Records:

## Begin

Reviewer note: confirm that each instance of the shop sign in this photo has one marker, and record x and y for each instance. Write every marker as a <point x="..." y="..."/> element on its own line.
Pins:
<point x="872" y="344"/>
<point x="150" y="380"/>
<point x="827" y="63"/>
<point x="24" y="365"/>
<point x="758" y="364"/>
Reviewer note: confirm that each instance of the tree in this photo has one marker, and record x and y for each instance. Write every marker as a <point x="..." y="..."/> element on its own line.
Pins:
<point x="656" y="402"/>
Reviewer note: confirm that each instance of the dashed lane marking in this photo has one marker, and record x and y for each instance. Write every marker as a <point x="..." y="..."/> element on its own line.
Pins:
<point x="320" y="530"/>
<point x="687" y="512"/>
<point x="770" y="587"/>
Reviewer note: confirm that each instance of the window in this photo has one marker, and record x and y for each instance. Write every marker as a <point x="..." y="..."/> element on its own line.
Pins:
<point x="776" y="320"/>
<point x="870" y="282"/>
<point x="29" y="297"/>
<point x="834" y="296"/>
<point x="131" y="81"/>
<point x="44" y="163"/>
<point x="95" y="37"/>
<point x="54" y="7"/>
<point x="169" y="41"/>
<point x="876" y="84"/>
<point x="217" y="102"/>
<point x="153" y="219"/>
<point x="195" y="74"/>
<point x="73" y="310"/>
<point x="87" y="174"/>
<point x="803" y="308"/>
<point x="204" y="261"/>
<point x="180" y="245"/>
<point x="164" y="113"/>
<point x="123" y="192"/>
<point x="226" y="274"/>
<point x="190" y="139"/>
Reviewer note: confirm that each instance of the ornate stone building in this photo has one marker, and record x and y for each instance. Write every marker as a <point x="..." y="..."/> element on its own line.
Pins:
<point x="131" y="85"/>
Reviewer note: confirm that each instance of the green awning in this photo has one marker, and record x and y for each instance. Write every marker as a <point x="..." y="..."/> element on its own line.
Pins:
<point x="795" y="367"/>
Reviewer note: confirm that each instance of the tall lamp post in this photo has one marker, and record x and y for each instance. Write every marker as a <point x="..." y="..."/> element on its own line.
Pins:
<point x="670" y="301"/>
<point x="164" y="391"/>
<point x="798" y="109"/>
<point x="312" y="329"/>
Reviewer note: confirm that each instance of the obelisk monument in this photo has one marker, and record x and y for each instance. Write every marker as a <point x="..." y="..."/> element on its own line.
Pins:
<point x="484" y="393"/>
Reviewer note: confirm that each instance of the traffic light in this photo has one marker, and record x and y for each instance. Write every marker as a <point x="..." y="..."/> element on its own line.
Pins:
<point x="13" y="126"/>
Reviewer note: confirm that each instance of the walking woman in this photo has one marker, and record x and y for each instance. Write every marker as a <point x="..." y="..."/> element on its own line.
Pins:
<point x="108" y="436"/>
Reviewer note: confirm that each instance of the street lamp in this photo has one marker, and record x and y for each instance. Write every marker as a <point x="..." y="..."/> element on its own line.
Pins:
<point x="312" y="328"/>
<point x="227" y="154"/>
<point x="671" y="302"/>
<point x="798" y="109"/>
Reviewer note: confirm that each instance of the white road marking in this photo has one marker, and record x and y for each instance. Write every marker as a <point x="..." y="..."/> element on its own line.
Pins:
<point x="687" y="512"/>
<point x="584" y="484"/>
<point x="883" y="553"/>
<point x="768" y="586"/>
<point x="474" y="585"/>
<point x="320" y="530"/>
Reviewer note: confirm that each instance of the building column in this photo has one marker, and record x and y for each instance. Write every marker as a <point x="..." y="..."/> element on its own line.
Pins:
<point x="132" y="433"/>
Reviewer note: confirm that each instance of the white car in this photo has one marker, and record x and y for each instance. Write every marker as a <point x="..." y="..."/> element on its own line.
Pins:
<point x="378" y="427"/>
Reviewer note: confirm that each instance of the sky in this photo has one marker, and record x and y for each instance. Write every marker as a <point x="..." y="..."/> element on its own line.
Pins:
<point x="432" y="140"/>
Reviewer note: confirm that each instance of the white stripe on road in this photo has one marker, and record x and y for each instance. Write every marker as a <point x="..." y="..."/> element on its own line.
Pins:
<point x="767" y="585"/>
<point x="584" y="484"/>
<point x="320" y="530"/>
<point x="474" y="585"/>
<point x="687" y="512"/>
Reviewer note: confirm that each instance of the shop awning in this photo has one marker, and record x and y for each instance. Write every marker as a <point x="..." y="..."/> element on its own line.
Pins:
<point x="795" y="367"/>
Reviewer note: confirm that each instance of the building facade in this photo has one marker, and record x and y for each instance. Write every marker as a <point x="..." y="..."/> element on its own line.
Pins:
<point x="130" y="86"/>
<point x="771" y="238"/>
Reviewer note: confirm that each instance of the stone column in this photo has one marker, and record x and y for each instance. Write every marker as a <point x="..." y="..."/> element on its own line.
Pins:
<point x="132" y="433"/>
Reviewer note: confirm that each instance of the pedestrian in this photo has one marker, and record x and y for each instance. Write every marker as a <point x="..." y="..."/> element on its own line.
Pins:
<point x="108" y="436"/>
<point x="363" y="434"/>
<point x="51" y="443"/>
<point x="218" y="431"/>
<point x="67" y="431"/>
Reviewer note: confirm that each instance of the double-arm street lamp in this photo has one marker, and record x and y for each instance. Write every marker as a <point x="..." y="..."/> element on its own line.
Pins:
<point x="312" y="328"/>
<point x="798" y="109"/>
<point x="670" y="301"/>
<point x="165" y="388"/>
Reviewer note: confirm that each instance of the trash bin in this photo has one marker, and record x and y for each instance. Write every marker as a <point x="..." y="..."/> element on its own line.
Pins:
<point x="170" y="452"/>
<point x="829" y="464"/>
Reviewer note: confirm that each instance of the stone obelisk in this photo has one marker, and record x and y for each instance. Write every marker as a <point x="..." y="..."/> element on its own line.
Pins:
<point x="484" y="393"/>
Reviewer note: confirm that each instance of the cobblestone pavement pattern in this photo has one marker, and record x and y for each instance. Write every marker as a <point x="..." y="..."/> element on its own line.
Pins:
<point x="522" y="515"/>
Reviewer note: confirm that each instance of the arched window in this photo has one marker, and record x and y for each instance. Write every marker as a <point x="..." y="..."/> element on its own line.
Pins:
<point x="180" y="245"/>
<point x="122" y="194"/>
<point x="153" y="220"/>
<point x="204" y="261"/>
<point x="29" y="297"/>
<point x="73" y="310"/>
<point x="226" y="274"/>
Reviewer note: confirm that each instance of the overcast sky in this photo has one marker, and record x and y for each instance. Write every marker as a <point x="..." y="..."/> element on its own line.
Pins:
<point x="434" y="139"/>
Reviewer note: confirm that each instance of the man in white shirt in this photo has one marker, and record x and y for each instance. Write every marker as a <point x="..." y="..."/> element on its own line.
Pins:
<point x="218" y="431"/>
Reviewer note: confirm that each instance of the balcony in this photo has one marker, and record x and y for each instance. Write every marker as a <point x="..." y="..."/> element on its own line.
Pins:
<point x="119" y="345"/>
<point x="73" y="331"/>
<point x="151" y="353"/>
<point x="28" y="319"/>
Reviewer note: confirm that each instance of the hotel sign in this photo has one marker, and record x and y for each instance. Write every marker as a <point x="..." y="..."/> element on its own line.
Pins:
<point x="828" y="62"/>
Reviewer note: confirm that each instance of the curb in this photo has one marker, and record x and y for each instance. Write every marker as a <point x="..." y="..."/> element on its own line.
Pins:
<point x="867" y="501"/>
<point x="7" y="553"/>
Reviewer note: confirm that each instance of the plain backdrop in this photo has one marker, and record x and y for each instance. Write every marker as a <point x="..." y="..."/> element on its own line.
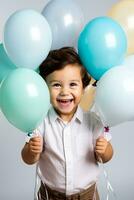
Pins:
<point x="17" y="179"/>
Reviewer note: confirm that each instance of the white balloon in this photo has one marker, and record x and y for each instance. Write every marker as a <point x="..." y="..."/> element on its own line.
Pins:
<point x="66" y="21"/>
<point x="115" y="96"/>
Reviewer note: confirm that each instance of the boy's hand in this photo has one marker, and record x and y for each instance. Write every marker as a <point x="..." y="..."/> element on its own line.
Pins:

## End

WORK TO BE COMPLETED: Exactly the lines from the line containing "Reviewer note: confirm that each instance of the curb" through the last line of the entries above are to be quoted, both included, and nothing else. Pictures are left out.

OUTPUT BELOW:
Reviewer note: confirm that each instance of the curb in this photo has one marker, and record x and y for each instance. Write every marker as a <point x="..." y="..."/> element on its own line.
Pins:
<point x="867" y="501"/>
<point x="7" y="553"/>
Reviewer note: confirm that each instance of the plain backdrop in this photo has one marker, and record x and y for each instance. Write every marker as a <point x="..." y="..."/> element on its own line.
Pins:
<point x="17" y="179"/>
Reviewer note: confirm that each instance of the white balloon in this photo has one marker, and record x and y for each instance. Write every marker as a <point x="..." y="..."/> element on its own line.
Pins:
<point x="66" y="21"/>
<point x="115" y="96"/>
Reviewer note: confirm that each instance of the boy's hand in this photo has one marker, and record x and y for each instance. Write every marker as a <point x="..." y="..."/> element on its own line.
Pins:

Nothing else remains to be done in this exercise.